(Saved data entries)
· · · ·

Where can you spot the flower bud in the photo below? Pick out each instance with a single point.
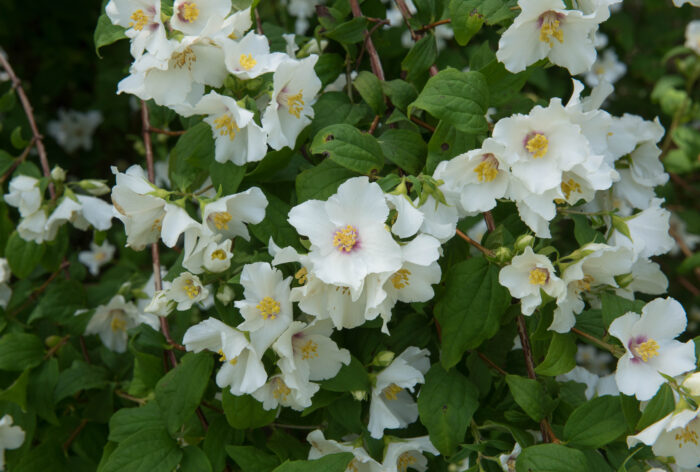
(58, 174)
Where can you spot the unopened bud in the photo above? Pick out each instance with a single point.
(383, 359)
(58, 174)
(526, 240)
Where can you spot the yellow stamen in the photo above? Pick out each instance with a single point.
(309, 350)
(221, 219)
(686, 435)
(570, 186)
(400, 279)
(647, 350)
(191, 289)
(140, 20)
(295, 104)
(550, 27)
(189, 12)
(247, 62)
(345, 239)
(539, 276)
(391, 391)
(537, 145)
(218, 254)
(227, 126)
(269, 308)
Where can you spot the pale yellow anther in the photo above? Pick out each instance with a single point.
(345, 239)
(400, 279)
(391, 391)
(687, 435)
(140, 20)
(295, 104)
(247, 61)
(538, 276)
(550, 27)
(537, 145)
(646, 350)
(269, 308)
(309, 350)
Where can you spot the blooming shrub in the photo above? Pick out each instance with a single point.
(403, 237)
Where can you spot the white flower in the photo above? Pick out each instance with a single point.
(242, 369)
(143, 23)
(24, 195)
(237, 137)
(187, 289)
(141, 213)
(676, 435)
(526, 275)
(97, 256)
(289, 112)
(320, 446)
(608, 69)
(267, 309)
(544, 28)
(250, 56)
(478, 177)
(111, 322)
(692, 36)
(650, 347)
(402, 454)
(348, 238)
(11, 437)
(227, 216)
(392, 406)
(192, 16)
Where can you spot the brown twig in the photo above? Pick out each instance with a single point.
(481, 248)
(27, 106)
(374, 61)
(545, 428)
(74, 434)
(155, 253)
(166, 131)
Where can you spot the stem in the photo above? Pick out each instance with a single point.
(481, 248)
(37, 138)
(545, 428)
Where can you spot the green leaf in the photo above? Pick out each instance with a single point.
(468, 321)
(129, 421)
(446, 404)
(245, 412)
(17, 392)
(106, 33)
(352, 149)
(661, 405)
(459, 98)
(595, 423)
(330, 463)
(561, 356)
(405, 148)
(191, 158)
(369, 87)
(421, 56)
(180, 391)
(152, 450)
(529, 394)
(23, 256)
(194, 460)
(19, 351)
(614, 306)
(350, 377)
(251, 459)
(80, 376)
(322, 181)
(551, 458)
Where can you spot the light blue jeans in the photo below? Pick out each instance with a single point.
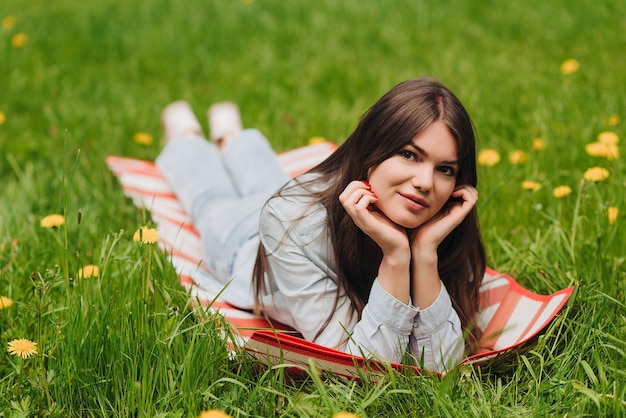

· · · ·

* **Work required**
Write out every line above again, both the wording and the points, but shift each coordinate in the points by adding 73 to it. Leave the pictures out.

* **Exercise answer**
Where can you spot the flower bud in the photo below? Pick out each instance with a single point.
(131, 247)
Where can you spot the unopened bud in the photo above? Pick out each instance with a single point.
(456, 432)
(131, 247)
(599, 313)
Where can you spot the yellow stamen in the photo above? Pick out each instance with a single point.
(382, 423)
(294, 292)
(759, 508)
(643, 259)
(473, 352)
(720, 423)
(264, 362)
(213, 93)
(368, 177)
(623, 100)
(262, 85)
(320, 135)
(418, 312)
(612, 349)
(464, 464)
(610, 218)
(291, 327)
(300, 199)
(342, 381)
Where can you spot the pale yellow anther in the photo above? Pick out each instance with a single point.
(418, 312)
(473, 352)
(464, 464)
(760, 508)
(213, 93)
(368, 177)
(320, 134)
(611, 349)
(623, 100)
(610, 218)
(719, 423)
(342, 381)
(382, 423)
Where can you spot the blooming shrub in the photo above? Pick out each instance with a single point.
(476, 310)
Where can you spot the white flower in the photo above? Pick out each instance with a single point.
(315, 442)
(216, 96)
(97, 268)
(310, 210)
(260, 362)
(214, 286)
(749, 508)
(599, 348)
(170, 329)
(362, 185)
(393, 519)
(681, 142)
(340, 382)
(617, 101)
(323, 129)
(551, 250)
(184, 395)
(765, 109)
(723, 420)
(475, 527)
(421, 311)
(84, 510)
(300, 289)
(465, 479)
(265, 89)
Where can you spot the brown twig in the photo above? Pick out each instance with a single point.
(554, 321)
(100, 179)
(447, 134)
(618, 501)
(147, 507)
(228, 326)
(239, 204)
Where can you spot the stem in the photo above? Pick out each instance with a single point.
(554, 321)
(110, 211)
(618, 501)
Where can you spot the green leaf in the photo above? Pick out each instance with a single point.
(541, 394)
(202, 494)
(519, 477)
(318, 485)
(90, 465)
(179, 106)
(425, 222)
(734, 478)
(532, 171)
(668, 496)
(403, 536)
(634, 429)
(478, 221)
(264, 231)
(442, 160)
(494, 129)
(253, 464)
(225, 523)
(602, 467)
(96, 329)
(267, 533)
(92, 424)
(687, 379)
(423, 450)
(324, 532)
(153, 449)
(395, 254)
(624, 531)
Where can you spot the light blue jeans in the photo below? Pick out each instance with a single point.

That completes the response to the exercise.